--- START OF Record excerpts ---
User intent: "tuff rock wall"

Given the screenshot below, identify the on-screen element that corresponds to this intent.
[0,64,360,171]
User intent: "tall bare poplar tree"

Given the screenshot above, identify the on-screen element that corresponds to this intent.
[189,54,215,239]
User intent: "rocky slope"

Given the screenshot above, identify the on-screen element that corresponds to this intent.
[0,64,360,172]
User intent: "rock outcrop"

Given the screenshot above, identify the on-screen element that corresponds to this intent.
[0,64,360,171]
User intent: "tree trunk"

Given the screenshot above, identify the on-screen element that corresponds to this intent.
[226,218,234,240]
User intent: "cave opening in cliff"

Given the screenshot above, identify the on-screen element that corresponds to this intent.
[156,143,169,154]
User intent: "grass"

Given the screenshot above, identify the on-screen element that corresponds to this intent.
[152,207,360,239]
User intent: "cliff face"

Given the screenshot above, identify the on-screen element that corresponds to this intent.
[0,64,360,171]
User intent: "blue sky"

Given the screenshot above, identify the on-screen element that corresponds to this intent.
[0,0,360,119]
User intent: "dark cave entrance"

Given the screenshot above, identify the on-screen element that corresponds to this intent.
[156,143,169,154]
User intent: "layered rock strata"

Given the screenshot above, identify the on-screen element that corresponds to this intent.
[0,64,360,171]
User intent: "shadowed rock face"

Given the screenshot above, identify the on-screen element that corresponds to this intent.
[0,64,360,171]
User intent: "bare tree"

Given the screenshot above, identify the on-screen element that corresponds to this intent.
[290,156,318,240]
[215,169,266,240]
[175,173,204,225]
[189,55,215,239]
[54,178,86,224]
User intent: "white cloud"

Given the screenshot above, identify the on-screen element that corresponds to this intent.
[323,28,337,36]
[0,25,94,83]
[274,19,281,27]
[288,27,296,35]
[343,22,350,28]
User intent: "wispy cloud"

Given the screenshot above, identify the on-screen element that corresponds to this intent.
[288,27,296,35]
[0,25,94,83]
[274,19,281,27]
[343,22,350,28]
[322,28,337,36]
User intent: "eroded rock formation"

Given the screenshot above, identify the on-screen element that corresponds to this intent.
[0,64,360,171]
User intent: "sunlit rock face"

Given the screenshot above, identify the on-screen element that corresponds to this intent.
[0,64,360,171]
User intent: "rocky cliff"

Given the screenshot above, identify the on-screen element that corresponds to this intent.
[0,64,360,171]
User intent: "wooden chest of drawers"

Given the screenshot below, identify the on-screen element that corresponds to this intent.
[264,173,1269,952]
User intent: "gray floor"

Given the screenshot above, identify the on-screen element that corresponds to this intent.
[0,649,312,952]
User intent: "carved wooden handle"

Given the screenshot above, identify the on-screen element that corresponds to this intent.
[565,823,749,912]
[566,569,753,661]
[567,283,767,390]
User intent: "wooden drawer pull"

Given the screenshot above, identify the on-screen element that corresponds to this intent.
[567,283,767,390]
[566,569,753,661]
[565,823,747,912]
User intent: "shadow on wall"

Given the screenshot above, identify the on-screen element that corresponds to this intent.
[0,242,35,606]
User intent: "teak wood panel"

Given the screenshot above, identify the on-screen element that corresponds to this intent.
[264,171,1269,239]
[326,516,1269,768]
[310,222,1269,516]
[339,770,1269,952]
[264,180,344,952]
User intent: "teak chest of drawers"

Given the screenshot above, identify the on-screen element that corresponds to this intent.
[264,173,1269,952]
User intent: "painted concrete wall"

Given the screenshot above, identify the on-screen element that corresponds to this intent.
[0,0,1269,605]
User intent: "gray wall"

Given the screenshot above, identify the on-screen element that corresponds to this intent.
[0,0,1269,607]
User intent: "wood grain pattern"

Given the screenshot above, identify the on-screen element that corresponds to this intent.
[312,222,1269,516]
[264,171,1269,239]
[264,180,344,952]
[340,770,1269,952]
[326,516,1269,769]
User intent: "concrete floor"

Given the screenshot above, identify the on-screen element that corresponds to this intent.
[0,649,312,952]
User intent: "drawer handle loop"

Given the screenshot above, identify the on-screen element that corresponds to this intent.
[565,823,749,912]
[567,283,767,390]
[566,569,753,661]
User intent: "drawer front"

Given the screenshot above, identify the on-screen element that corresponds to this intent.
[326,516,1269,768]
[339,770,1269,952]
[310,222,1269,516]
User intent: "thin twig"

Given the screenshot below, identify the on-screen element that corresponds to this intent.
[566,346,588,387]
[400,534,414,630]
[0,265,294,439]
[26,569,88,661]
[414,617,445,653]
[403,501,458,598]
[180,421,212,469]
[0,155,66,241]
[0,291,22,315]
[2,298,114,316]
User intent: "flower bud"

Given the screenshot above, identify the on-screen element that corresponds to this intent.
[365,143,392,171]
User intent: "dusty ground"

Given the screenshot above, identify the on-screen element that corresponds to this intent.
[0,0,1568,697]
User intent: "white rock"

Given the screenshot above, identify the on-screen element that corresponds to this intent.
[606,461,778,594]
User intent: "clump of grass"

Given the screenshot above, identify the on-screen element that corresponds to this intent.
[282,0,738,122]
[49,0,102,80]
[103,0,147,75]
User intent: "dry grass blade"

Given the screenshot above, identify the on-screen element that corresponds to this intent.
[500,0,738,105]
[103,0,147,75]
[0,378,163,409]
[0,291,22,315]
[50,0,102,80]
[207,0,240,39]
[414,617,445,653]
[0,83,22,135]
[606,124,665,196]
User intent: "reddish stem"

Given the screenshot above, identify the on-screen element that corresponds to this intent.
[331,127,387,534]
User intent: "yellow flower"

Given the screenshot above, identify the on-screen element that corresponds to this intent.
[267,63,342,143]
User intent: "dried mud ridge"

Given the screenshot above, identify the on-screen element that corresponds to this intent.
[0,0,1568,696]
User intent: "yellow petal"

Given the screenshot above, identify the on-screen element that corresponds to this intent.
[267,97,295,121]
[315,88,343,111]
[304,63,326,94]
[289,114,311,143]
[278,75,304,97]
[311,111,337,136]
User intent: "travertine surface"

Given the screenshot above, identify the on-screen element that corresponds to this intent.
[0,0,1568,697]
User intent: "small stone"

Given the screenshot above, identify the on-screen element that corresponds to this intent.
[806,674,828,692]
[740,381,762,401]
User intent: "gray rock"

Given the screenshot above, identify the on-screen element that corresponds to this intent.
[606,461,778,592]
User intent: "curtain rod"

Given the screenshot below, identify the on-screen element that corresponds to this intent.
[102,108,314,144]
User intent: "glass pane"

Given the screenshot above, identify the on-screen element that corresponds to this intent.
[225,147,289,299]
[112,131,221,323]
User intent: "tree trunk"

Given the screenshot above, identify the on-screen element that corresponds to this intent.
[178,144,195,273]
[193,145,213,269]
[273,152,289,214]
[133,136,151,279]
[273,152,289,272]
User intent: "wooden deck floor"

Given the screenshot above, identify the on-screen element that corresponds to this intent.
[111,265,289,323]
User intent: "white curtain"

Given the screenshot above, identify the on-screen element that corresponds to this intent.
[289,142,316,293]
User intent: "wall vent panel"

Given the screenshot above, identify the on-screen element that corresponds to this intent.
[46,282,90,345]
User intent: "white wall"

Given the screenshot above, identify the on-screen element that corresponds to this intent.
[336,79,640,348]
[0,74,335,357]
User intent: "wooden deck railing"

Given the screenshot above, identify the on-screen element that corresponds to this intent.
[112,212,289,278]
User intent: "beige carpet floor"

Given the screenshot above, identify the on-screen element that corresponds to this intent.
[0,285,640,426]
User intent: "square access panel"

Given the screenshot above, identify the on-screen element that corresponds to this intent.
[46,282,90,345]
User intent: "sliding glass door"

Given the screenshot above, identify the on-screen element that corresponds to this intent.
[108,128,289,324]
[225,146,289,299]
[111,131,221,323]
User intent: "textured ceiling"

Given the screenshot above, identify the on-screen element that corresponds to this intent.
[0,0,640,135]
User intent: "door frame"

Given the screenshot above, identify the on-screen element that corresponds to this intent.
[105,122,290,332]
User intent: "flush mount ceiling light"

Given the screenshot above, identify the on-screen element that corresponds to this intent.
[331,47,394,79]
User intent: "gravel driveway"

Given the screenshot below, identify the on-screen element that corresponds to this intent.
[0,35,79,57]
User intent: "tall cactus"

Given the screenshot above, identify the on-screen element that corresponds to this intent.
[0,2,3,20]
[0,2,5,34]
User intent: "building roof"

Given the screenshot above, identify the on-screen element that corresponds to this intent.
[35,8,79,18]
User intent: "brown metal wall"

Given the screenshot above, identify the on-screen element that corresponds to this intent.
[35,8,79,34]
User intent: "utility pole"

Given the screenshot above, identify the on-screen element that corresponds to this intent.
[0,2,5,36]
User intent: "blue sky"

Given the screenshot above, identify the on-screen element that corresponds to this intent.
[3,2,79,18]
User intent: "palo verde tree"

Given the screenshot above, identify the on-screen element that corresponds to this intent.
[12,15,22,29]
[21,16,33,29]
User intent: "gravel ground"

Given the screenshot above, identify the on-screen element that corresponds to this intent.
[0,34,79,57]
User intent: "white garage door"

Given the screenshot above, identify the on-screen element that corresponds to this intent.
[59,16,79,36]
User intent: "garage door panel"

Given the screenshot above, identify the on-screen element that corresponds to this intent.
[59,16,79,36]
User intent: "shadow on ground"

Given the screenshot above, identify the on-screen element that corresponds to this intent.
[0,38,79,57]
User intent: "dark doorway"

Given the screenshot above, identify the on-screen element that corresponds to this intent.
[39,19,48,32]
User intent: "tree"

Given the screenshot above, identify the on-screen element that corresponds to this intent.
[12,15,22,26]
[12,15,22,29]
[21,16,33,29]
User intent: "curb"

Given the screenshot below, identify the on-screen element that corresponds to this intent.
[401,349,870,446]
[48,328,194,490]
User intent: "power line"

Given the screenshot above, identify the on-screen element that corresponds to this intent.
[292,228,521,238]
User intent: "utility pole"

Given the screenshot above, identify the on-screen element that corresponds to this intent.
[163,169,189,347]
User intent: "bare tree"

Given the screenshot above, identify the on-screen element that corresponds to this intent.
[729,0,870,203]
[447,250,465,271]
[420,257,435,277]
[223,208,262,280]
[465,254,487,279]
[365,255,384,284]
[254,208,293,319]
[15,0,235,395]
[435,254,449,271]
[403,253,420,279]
--- END OF Record excerpts ---
### Aim of the task:
Update the records from their first line through the line containing "[0,0,360,119]" by replacing "screenshot" with "image" and keeping everything else unchanged.

### Written reply:
User intent: "tuff rock wall"

Given the image below, identify the on-screen element that corresponds to this intent.
[0,64,360,171]
User intent: "tall bare poplar tree"

Given the image above, identify the on-screen element that corresponds to this intent.
[189,54,215,239]
User intent: "rocky slope"

Given the image above, identify the on-screen element that corresponds to this intent.
[0,64,360,172]
User intent: "rock outcrop"

Given the image above, identify the on-screen element that corresponds to this intent.
[0,64,360,171]
User intent: "tree trunk"

Given the image above, identify the on-screen element that corresponds to this intent.
[226,218,234,240]
User intent: "cave opening in cliff"

Given the image above, identify the on-screen element that corresponds to this intent.
[156,143,169,154]
User intent: "grass"

Given the image above, identify the on-screen element that corresponds to this intent.
[152,207,360,239]
User intent: "cliff face"

Given the image above, identify the on-screen element that corresponds to this intent.
[0,64,360,171]
User intent: "blue sky"

Given the image above, identify the on-screen element that corresponds to this intent.
[0,0,360,119]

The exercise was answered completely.